(Records of labeled points)
※ ※ ※

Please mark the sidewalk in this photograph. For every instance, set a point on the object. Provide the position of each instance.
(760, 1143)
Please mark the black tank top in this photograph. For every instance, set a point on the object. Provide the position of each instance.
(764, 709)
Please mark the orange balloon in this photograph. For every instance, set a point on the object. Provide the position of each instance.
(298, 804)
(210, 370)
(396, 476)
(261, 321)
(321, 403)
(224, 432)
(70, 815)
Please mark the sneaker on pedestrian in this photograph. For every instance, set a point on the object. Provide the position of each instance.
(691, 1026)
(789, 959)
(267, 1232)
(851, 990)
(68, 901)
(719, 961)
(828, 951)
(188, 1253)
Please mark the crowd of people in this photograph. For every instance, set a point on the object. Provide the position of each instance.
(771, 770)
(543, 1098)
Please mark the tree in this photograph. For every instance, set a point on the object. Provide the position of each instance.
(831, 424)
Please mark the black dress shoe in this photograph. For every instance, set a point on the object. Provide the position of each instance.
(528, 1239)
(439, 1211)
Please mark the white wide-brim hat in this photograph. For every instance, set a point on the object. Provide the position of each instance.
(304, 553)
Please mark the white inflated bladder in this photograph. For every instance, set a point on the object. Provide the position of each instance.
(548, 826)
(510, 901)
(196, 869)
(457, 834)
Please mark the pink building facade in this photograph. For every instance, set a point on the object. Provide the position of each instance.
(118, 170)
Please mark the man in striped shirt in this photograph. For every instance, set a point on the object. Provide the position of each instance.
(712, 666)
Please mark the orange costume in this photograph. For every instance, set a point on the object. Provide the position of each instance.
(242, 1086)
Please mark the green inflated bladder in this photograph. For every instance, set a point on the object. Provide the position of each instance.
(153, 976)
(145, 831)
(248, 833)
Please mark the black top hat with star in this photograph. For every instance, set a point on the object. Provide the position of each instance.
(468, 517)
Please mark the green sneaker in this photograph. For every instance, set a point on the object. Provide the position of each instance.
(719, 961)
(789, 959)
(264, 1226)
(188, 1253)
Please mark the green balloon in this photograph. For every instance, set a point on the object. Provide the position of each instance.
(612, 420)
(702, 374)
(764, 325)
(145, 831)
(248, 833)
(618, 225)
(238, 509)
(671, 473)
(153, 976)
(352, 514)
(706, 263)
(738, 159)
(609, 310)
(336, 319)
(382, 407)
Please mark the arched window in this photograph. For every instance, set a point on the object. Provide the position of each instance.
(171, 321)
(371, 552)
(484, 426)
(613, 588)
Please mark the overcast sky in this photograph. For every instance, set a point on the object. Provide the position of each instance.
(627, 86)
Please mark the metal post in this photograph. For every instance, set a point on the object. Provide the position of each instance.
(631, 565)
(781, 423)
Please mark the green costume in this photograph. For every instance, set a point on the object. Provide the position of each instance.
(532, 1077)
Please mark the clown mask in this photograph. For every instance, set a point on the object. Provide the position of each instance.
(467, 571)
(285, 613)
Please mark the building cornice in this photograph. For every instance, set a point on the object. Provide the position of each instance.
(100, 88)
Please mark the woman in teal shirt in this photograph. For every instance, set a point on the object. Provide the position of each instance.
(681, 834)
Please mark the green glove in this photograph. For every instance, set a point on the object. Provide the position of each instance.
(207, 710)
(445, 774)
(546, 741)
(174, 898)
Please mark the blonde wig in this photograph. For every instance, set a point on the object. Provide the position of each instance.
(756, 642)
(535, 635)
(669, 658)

※ ※ ※

Can you write out the records again, swapping "set a point on" for "place a dot on" everywhere it occurs and leaving everything else as it is?

# [COMPLETE OUTPUT]
Please mark the sidewalk in this photograph. For every instance, place a dot on the object. Provide the position of each instance.
(760, 1143)
Please mark the black tank top in this photograph. For every instance, place a dot on the object. Provide the position of each instance.
(764, 709)
Please mark the orange balloon in this photograph. For every instance, place a dot on the object. Provide the position of each instance.
(298, 804)
(210, 370)
(396, 476)
(261, 321)
(321, 403)
(224, 432)
(70, 815)
Please mark the sneaker on pedestrian in this photograph. For every instance, place a dot on the object. Provide the position of each instance.
(691, 1026)
(789, 959)
(267, 1232)
(851, 990)
(68, 901)
(719, 961)
(828, 951)
(188, 1253)
Please mark the crowd of people in this photograph. For every instance, place a dot on the object. Provide the position of each instance.
(771, 770)
(543, 1098)
Please mark the tree in this photograph. For every instance, place a dot on the object. Provide the position of each instance.
(831, 424)
Please mark the black dress shoe in this photograph. For every instance, place a dot on the object. Provide the position of each instance.
(528, 1239)
(439, 1211)
Please mark the white wide-brim hat in this photograph. For every instance, place a dot on the object. Provide the position of each instance.
(304, 553)
Please mark the white inflated bladder in this photograph. For every instance, place a dot on the object. Provide the position of each instance.
(548, 826)
(510, 901)
(196, 869)
(457, 834)
Please mark the pink building facade in this photograph. For every instance, place a dot on the object. Provide the position of each instance.
(118, 170)
Please mark the man in striped shirt in this photograph. For every instance, place a dot on the object. Provide the position of each instance.
(712, 666)
Please mark the orange costume in this photograph. For every instance, place a dot on the object. Provide the position of each instance.
(242, 1086)
Please mark the green inflated bladder in this photograph. For every instance, place a dot on the object. Provide the position of each instance.
(153, 976)
(145, 831)
(248, 833)
Please mark the black top hat with star in this photograph. For every instance, place a dot on the object. Provide the position of each instance.
(468, 517)
Please mark the green sneaker in this photograph. For every instance, place a dot on the object. Provide the position of each instance.
(719, 961)
(789, 959)
(264, 1226)
(188, 1253)
Please mark the green balloon in this photograph. For every instance, place a dot on the object. Provide the position of each instance.
(612, 420)
(702, 374)
(764, 325)
(145, 831)
(248, 833)
(618, 225)
(238, 509)
(671, 473)
(153, 976)
(352, 514)
(706, 263)
(738, 159)
(609, 310)
(336, 319)
(382, 407)
Please mark the arched window in this photograph. For every instance, place a dot on the object. Provide the position of each instance.
(171, 321)
(371, 552)
(484, 426)
(613, 588)
Please mark the overcast sky in this photograph. For every instance, place a dot on the object. Provide the position of each instance.
(627, 86)
Please mark the metal post in this photograph. For every instance, place a dot on the object. Provide the position of each instance.
(631, 565)
(781, 423)
Please mark the green costume in this photograph. For every instance, place a dot on the object. Provide the position of each instance.
(532, 1077)
Please mark the clown mask in this photograph. For every instance, place a dot on the object. Provide the position of each instance.
(467, 571)
(285, 613)
Please mark the building cornice in this photograph. For every instance, place a dot on the object. Provide the position of each instance.
(100, 88)
Please mark the woman in teal shirt in this photograph. For every instance, place a dot on the object. Provide the position of each instance.
(681, 834)
Please mark the green glove in this photograph. For every instance, place a dot on the object. Provide the position of each instance.
(207, 710)
(445, 774)
(546, 741)
(174, 898)
Please mark the blonde wig in this photograph. For every instance, place a dot on the object. Provide the position of each instance.
(756, 642)
(535, 635)
(669, 658)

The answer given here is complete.